===== TEXT UNDER STUDY

ML engineers feel this when training metrics climb and customer escalations stay flat. Applied-AI leads feel it when a benchmark score does not predict real-world TaskCompletion. SREs feel it when a model that passed the regression suite produces bad answers under load — because the test set never tested batched inference behavior. Compliance teams feel it during an audit, when “how was this evaluated” returns “on a static test set from 18 months ago.”

For 2026 agent stacks the test-set problem is harder. The unit being evaluated is no longer a single input/output pair — it is a trajectory of LLM calls, tool invocations, and handoffs. A test-set row for a multi-step agent must include the goal, the tool registry, the expected trajectory, and the success criteria. Testing only the final answer hides every middle-step failure. Building a test set therefore means designing both the data and the evaluator stack that grades it.

How FutureAGI Handles Test Sets

FutureAGI stores test sets as a Dataset — a versioned, replayable collection of rows that are graded by attached evaluators on every run. The team calls Dataset.add_evaluation(TaskCompletion) or Dataset.add_evaluation(Groundedness), the dataset runs end-to-end across the model under test, and per-row scores are stored against the dataset version so historical runs are diffable. Test sets can be loaded from CSV or JSON, imported from Hugging Face, or built from sampled production traces ingested via traceAI — converting real failures into permanent regression rows.

A real workflow: a financial-summarization team ships v3 of a fine-tuned 8B model. They run Dataset.add_evaluation(FactualConsistency) and Dataset.add_evaluation(IsConcise) against a 1,200-row test set composed of canonical earnings reports plus 200 sampled production traces. The aggregate score holds at 0.86, but eval-fail-rate-by-cohort for “10-K” filings drops by 11 points. The team flags the cohort, runs a regression eval against the prior model, and reverts before the production push. Without the test-set partition, the cohort regression would have shipped silently.

==========
===== DATASET ENTRIES

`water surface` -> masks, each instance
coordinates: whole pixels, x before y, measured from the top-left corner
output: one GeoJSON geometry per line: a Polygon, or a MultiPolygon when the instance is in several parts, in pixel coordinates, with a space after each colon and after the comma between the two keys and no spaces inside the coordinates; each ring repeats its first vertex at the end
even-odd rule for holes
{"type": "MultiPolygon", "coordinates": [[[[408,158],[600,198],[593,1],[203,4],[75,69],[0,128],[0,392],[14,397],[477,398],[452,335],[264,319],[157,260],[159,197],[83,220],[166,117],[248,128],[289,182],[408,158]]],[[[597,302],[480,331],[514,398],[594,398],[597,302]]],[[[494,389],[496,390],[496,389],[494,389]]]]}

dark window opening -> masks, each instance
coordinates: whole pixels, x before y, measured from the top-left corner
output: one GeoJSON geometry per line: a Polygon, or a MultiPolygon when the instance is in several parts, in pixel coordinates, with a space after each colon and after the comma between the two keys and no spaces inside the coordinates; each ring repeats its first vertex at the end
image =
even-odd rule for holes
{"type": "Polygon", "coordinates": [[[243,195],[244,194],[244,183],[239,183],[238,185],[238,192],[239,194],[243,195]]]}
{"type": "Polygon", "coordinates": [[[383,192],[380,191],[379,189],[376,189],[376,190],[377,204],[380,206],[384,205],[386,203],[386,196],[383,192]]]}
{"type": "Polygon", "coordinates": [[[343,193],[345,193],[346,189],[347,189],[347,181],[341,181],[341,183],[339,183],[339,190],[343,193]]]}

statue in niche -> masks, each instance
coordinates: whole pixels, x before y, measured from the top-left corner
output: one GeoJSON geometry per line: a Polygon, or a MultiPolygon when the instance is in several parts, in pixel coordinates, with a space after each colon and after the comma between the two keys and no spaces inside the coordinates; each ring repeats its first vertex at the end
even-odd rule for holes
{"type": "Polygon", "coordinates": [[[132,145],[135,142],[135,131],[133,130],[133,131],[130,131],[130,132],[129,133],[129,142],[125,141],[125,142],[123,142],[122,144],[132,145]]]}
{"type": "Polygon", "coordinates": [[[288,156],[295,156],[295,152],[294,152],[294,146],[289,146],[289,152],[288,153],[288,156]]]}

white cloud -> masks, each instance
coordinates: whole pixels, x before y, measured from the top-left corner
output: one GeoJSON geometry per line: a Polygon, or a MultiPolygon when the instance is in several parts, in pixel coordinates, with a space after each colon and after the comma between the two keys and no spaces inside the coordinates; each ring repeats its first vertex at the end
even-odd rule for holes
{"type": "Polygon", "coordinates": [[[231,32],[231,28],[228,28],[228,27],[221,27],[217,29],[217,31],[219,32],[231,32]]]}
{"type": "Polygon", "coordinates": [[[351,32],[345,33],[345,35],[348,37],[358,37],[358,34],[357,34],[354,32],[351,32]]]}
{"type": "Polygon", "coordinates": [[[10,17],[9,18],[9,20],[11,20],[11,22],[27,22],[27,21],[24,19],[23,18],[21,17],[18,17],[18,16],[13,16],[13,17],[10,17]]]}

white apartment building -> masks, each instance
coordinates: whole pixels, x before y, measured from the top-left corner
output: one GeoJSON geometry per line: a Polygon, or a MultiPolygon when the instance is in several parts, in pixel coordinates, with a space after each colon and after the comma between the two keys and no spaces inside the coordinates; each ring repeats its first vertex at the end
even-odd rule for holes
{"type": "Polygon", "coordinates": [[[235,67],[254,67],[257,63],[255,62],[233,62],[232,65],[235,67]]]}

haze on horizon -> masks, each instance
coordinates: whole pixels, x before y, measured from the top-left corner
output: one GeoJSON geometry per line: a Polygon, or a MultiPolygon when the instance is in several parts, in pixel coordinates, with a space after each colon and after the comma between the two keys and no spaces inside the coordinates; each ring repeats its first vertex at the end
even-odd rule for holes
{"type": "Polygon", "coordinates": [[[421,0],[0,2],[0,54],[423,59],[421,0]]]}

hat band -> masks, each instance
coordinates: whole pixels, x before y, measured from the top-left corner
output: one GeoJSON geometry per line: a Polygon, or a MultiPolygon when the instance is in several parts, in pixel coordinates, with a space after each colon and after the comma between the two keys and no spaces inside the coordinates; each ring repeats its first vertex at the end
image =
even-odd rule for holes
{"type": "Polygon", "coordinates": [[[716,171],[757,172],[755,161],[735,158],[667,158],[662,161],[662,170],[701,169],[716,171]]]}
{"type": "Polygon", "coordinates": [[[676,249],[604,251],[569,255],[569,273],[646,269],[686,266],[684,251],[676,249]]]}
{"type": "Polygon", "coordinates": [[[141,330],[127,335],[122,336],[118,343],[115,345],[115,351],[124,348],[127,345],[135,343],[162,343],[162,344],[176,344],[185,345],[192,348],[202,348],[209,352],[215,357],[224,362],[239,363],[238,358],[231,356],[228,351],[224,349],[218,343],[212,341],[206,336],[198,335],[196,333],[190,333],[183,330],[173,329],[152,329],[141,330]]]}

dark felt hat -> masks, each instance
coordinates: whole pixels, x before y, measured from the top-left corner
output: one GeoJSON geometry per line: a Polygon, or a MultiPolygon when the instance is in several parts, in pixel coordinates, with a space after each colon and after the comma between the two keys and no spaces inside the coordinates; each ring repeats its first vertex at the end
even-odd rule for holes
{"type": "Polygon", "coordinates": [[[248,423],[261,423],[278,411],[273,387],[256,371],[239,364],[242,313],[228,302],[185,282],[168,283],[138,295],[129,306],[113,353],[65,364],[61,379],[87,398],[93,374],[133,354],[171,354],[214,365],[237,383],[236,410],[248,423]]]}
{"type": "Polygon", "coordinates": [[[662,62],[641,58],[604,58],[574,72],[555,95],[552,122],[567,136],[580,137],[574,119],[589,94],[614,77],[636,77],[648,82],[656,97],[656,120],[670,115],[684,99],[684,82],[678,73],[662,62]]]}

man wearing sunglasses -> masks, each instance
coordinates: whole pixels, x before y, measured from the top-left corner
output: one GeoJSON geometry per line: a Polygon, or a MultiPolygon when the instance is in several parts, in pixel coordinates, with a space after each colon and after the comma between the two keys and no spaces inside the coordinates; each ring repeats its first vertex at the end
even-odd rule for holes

==========

- PROMPT 1: List the elements that the passage on test sets says a test-set row for a multi-step agent must include.
- PROMPT 2: In the passage on test sets, by how many points did eval-fail-rate-by-cohort for "10-K" filings drop?
- PROMPT 3: Transcribe the stretch of the passage on test sets from "How FutureAGI Handles" through "permanent regression rows.", word for word.

- EXPECTED OUTPUT 1:
- The goal
- The tool registry
- The expected trajectory
- The success criteria

- EXPECTED OUTPUT 2: It dropped by 11 points.

- EXPECTED OUTPUT 3:
How FutureAGI Handles Test Sets

FutureAGI stores test sets as a Dataset — a versioned, replayable collection of rows that are graded by attached evaluators on every run. The team calls Dataset.add_evaluation(TaskCompletion) or Dataset.add_evaluation(Groundedness), the dataset runs end-to-end across the model under test, and per-row scores are stored against the dataset version so historical runs are diffable. Test sets can be loaded from CSV or JSON, imported from Hugging Face, or built from sampled production traces ingested via traceAI — converting real failures into permanent regression rows.